**Task brief:** Reproduce every line from the line containing "If you could point out the concrete curb" through the end of the records, and scale each answer coordinate by 0.55, rounding to the nearest whole number with halves rounded up. Leave all other text and the sample coordinates in the stated form unchanged.

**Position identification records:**
Begin

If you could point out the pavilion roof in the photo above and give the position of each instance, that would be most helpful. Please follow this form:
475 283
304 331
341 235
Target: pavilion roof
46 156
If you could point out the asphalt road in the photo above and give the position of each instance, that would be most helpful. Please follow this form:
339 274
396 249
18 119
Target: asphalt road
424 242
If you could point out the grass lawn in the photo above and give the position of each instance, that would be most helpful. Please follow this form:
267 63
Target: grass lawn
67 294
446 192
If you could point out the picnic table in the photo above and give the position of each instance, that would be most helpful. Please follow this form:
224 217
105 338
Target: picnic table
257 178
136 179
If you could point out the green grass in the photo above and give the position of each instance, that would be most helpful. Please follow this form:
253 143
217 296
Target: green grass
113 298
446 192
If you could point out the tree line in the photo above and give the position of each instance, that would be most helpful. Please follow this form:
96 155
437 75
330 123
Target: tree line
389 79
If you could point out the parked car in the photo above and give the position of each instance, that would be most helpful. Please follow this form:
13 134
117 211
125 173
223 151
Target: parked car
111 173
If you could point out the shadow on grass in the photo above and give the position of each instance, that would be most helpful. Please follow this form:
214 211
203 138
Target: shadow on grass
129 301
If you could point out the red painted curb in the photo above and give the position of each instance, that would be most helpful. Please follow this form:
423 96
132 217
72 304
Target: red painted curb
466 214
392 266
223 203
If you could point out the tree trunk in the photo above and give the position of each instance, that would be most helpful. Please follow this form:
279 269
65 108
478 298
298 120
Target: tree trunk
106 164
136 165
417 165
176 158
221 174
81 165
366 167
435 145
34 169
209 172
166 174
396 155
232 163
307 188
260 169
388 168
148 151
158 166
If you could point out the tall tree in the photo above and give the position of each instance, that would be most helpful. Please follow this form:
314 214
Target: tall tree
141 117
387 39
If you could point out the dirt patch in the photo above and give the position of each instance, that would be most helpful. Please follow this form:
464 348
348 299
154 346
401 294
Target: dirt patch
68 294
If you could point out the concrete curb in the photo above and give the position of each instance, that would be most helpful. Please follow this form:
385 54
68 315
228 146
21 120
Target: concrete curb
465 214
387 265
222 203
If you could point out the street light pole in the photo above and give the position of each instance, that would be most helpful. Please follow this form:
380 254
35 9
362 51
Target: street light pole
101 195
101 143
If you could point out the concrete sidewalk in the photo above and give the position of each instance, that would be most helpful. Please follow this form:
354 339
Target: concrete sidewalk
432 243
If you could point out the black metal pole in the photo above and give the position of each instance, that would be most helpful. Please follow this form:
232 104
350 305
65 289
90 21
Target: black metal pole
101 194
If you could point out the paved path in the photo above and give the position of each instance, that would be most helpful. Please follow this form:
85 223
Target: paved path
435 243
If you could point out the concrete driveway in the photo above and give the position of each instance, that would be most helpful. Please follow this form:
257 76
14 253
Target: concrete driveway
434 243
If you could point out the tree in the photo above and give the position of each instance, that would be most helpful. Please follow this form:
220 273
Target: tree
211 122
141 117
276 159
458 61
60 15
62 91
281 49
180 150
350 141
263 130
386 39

End

**Result of the exercise:**
If you could point out the concrete curb in the photo above and give the position of each instance, that would be most helpful. Please follow this form:
385 54
68 315
228 146
21 120
Target: concrete curb
256 118
213 146
122 112
If you could point out the street light pole in the photo above and give the position of each instance, that would be most helpful. Please follow this form:
380 254
35 9
362 51
Target: street light pole
56 107
56 79
If you could point out the concrete sidewalk in the photo above and give the position of each instance, that would be most helpful. Please follow this form:
354 339
Target: concrete sidewalk
238 134
If you could point out the black metal pole in the photo above and give the position of each instance, that would be most helpful. Please follow this form:
232 104
350 305
65 289
90 21
Target: black metal pole
56 107
If you could point out the paved path in the photo above and give the position of each instance, that would be most helpful. Please follow this form:
85 223
Target: paved path
239 134
If you could point out the concrete driveway in the photo above and give the position of each instance, that would be most helpful. Please follow this form:
257 76
14 253
Target: concrete driveway
239 134
If you could point out the tree in the photo above and give the position of each instance, that would be most helpful. Please follow this form:
220 273
Target: tree
116 67
78 64
152 87
252 34
33 8
34 50
155 27
99 83
193 78
145 72
212 21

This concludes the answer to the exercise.